----- Document text -----

In this notebook, we are interested to figure out correct data transformation strategy
1. [x] User Data
2. [x] Message Data
3. [x] Message Data within Airflow

## Constants and Common Functionalities

In [14]:
# Source Constants
DATA_SOURCE_ROOT = "../../dtc-capstone-data/slack-data" 
COURSE_CHANNEL = "course-data-engineering"
WELCOME_CHANNEL = "welcome"
USERS_DATA = "users.json"
# book-of-the-week
# announcements-course-data-engineering
# shameless-content

In [15]:
## Target Constants
PROJECT_ID = os.environ.get("GCP_PROJECT_ID", 'dtc-capstone-344019')
BUCKET = os.environ.get("GCP_GCS_BUCKET", 'dtc_capstone_data-lake')

In [16]:
import json
import yaml
import re
import os
import pandas as pd
from glob import glob

In [17]:
import pyspark
from pyspark.sql import SparkSession
from pyspark.sql import types

spark = SparkSession.builder \
    .master("local[*]") \
    .appName('dtc-capstone') \
    .getOrCreate()

----- Stored data -----

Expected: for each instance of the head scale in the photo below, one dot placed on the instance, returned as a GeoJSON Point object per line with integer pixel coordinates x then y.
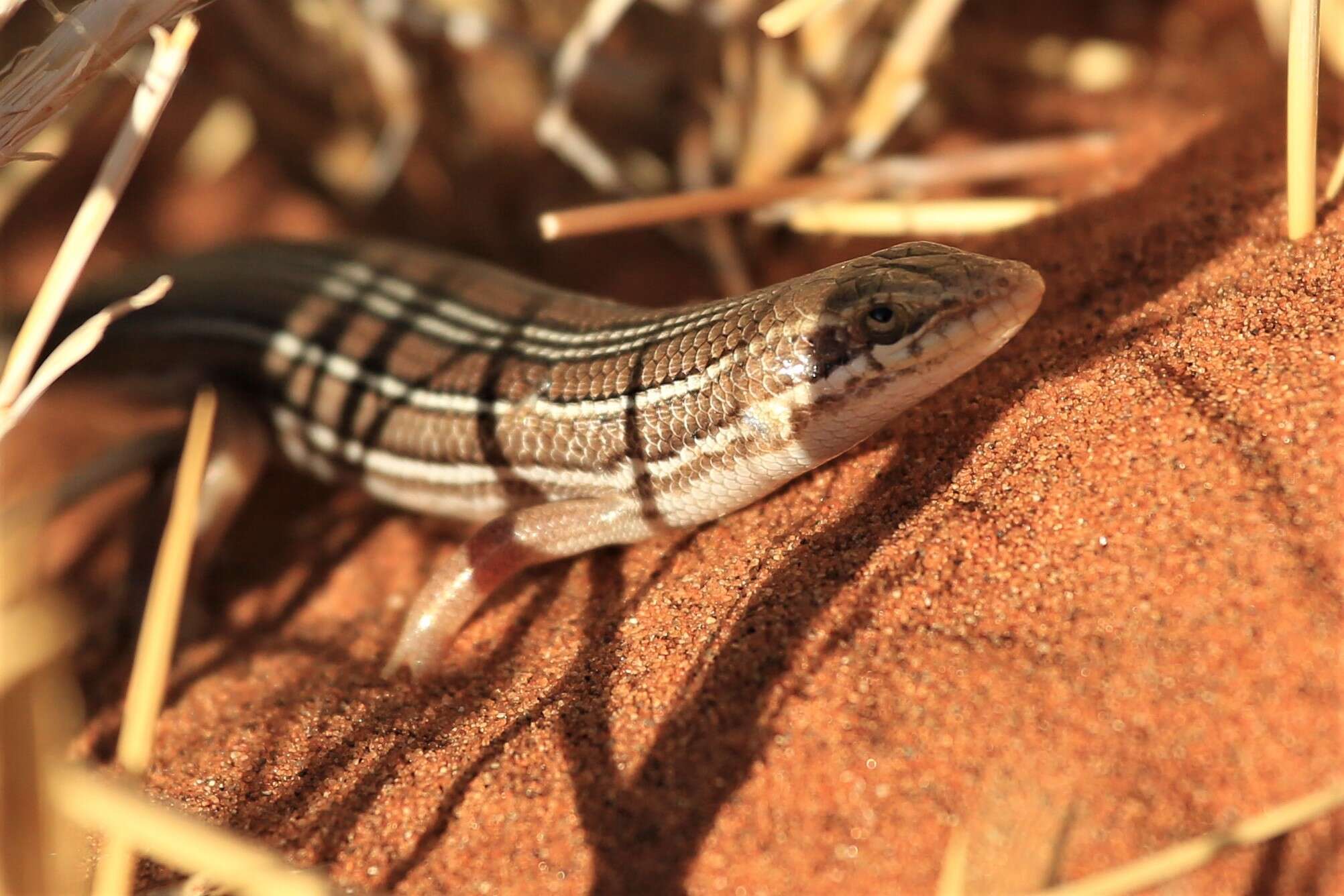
{"type": "Point", "coordinates": [882, 332]}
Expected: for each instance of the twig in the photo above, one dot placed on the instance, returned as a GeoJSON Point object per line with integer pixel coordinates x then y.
{"type": "Point", "coordinates": [40, 712]}
{"type": "Point", "coordinates": [929, 217]}
{"type": "Point", "coordinates": [989, 163]}
{"type": "Point", "coordinates": [555, 128]}
{"type": "Point", "coordinates": [158, 636]}
{"type": "Point", "coordinates": [657, 210]}
{"type": "Point", "coordinates": [147, 107]}
{"type": "Point", "coordinates": [175, 838]}
{"type": "Point", "coordinates": [1182, 858]}
{"type": "Point", "coordinates": [74, 348]}
{"type": "Point", "coordinates": [1304, 65]}
{"type": "Point", "coordinates": [788, 17]}
{"type": "Point", "coordinates": [1273, 15]}
{"type": "Point", "coordinates": [42, 81]}
{"type": "Point", "coordinates": [899, 81]}
{"type": "Point", "coordinates": [952, 877]}
{"type": "Point", "coordinates": [7, 10]}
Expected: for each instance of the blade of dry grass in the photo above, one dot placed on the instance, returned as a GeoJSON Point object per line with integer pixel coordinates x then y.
{"type": "Point", "coordinates": [785, 116]}
{"type": "Point", "coordinates": [92, 37]}
{"type": "Point", "coordinates": [159, 634]}
{"type": "Point", "coordinates": [1273, 15]}
{"type": "Point", "coordinates": [899, 81]}
{"type": "Point", "coordinates": [175, 838]}
{"type": "Point", "coordinates": [15, 180]}
{"type": "Point", "coordinates": [7, 10]}
{"type": "Point", "coordinates": [160, 78]}
{"type": "Point", "coordinates": [40, 712]}
{"type": "Point", "coordinates": [76, 348]}
{"type": "Point", "coordinates": [1304, 68]}
{"type": "Point", "coordinates": [788, 17]}
{"type": "Point", "coordinates": [1000, 162]}
{"type": "Point", "coordinates": [952, 876]}
{"type": "Point", "coordinates": [555, 128]}
{"type": "Point", "coordinates": [1182, 858]}
{"type": "Point", "coordinates": [934, 217]}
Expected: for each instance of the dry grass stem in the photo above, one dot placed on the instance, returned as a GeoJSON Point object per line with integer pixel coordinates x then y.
{"type": "Point", "coordinates": [74, 348]}
{"type": "Point", "coordinates": [695, 170]}
{"type": "Point", "coordinates": [7, 10]}
{"type": "Point", "coordinates": [557, 131]}
{"type": "Point", "coordinates": [555, 128]}
{"type": "Point", "coordinates": [1273, 15]}
{"type": "Point", "coordinates": [1003, 162]}
{"type": "Point", "coordinates": [175, 838]}
{"type": "Point", "coordinates": [159, 634]}
{"type": "Point", "coordinates": [659, 210]}
{"type": "Point", "coordinates": [1304, 65]}
{"type": "Point", "coordinates": [147, 107]}
{"type": "Point", "coordinates": [1332, 36]}
{"type": "Point", "coordinates": [1183, 858]}
{"type": "Point", "coordinates": [826, 42]}
{"type": "Point", "coordinates": [952, 876]}
{"type": "Point", "coordinates": [42, 80]}
{"type": "Point", "coordinates": [40, 712]}
{"type": "Point", "coordinates": [899, 81]}
{"type": "Point", "coordinates": [928, 218]}
{"type": "Point", "coordinates": [788, 17]}
{"type": "Point", "coordinates": [784, 119]}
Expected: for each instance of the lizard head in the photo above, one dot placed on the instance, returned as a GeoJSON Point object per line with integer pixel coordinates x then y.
{"type": "Point", "coordinates": [881, 332]}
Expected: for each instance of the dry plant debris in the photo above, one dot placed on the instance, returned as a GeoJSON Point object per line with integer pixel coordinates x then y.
{"type": "Point", "coordinates": [859, 78]}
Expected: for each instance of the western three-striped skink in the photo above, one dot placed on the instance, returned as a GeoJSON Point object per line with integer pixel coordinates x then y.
{"type": "Point", "coordinates": [561, 421]}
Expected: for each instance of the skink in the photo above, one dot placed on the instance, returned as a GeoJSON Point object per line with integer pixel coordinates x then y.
{"type": "Point", "coordinates": [561, 421]}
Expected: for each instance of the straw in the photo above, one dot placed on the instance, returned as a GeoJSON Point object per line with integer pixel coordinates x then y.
{"type": "Point", "coordinates": [74, 348]}
{"type": "Point", "coordinates": [1000, 162]}
{"type": "Point", "coordinates": [925, 218]}
{"type": "Point", "coordinates": [147, 107]}
{"type": "Point", "coordinates": [1304, 62]}
{"type": "Point", "coordinates": [175, 838]}
{"type": "Point", "coordinates": [159, 634]}
{"type": "Point", "coordinates": [788, 17]}
{"type": "Point", "coordinates": [1182, 858]}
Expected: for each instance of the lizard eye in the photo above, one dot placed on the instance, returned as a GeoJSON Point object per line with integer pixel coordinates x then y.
{"type": "Point", "coordinates": [887, 324]}
{"type": "Point", "coordinates": [881, 315]}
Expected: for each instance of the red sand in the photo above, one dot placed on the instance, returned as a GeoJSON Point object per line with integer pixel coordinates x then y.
{"type": "Point", "coordinates": [1085, 602]}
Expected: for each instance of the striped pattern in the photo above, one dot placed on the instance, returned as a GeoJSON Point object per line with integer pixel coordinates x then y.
{"type": "Point", "coordinates": [452, 387]}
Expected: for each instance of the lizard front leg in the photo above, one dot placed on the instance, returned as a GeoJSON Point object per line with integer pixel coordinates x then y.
{"type": "Point", "coordinates": [496, 553]}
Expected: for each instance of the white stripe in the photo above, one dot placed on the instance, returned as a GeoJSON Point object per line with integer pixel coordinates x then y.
{"type": "Point", "coordinates": [456, 473]}
{"type": "Point", "coordinates": [400, 288]}
{"type": "Point", "coordinates": [350, 371]}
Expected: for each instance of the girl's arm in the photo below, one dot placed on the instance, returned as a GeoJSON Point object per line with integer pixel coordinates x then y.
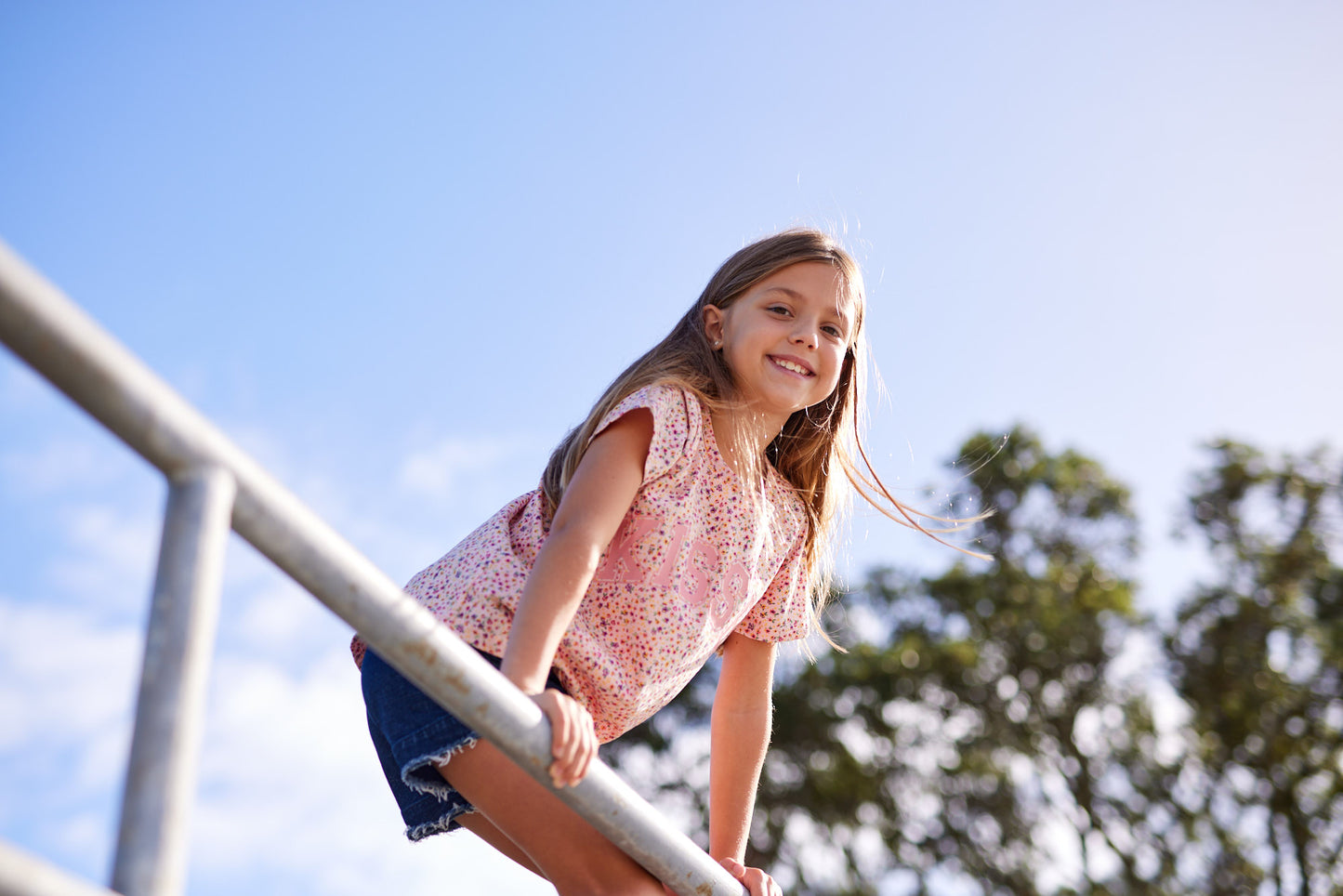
{"type": "Point", "coordinates": [739, 736]}
{"type": "Point", "coordinates": [588, 516]}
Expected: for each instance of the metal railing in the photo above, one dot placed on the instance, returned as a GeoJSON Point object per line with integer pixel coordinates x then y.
{"type": "Point", "coordinates": [213, 485]}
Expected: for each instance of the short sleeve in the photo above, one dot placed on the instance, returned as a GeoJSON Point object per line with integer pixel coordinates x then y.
{"type": "Point", "coordinates": [676, 416]}
{"type": "Point", "coordinates": [783, 613]}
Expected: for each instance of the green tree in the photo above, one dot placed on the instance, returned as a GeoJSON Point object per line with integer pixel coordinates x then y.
{"type": "Point", "coordinates": [977, 729]}
{"type": "Point", "coordinates": [1257, 657]}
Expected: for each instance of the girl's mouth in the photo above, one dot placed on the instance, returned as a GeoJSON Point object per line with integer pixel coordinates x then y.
{"type": "Point", "coordinates": [791, 365]}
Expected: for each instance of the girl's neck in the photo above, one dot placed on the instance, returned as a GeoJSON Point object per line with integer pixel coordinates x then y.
{"type": "Point", "coordinates": [743, 437]}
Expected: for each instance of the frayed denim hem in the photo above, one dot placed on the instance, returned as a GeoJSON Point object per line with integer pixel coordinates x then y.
{"type": "Point", "coordinates": [438, 826]}
{"type": "Point", "coordinates": [423, 777]}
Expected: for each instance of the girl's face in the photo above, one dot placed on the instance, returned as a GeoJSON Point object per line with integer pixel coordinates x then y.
{"type": "Point", "coordinates": [784, 338]}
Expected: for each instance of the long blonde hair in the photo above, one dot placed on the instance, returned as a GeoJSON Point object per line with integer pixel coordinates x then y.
{"type": "Point", "coordinates": [812, 443]}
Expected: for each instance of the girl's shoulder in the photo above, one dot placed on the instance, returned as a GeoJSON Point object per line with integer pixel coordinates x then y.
{"type": "Point", "coordinates": [675, 409]}
{"type": "Point", "coordinates": [678, 423]}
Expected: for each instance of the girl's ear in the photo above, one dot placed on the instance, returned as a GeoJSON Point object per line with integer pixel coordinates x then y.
{"type": "Point", "coordinates": [714, 324]}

-----

Exercise A - Rewrite the paragraph of the data transformation notebook that begins "In this notebook, we are interested" as a short list, keeping its main facts.
Exercise B - Carry on the data transformation notebook from the point where it stops.
The records are separate material and are unrelated to the data transformation notebook.

Answer A -
- Goal: find the correct data transformation strategy
- Items, all checked off:
  - User Data
  - Message Data
  - Message Data within Airflow

Answer B -
## Users-Data

We have single JSON file which store all Users information for the complete Data Talks Club Slak group.
This data contains, different set of attributes, where some of them repeatative and uninformative.
Therefore in this section we will decide columns that we are interested and continue the development by using that subet of data.

### 1. Read JSON file

In [None]:
users = spark.read.json(f'{DATA_SOURCE_ROOT}/{USERS_DATA}') 

In [None]:
users.printSchema()

### 2. Cleanup Unnecessary Columns

In [18]:
columns_to_drop = ['profile', 'color', 'who_can_share_contact_card', 'team_id', '_corrupt_record']
users = users.drop(*columns_to_drop)

In [19]:
# Check schema after cleanup
users.printSchema()
users.schema

root
 |-- deleted: boolean (nullable = true)
 |-- id: string (nullable = true)
 |-- is_admin: boolean (nullable = true)
 |-- is_app_user: boolean (nullable = true)
 |-- is_bot: boolean (nullable = true)
 |-- is_email_confirmed: boolean (nullable = true)
 |-- is_invited_user: boolean (nullable = true)
 |-- is_owner: boolean (nullable = true)
 |-- is_primary_owner: boolean (nullable = true)
 |-- is_restricted: boolean (nullable = true)
 |-- is_ultra_restricted: boolean (nullable = true)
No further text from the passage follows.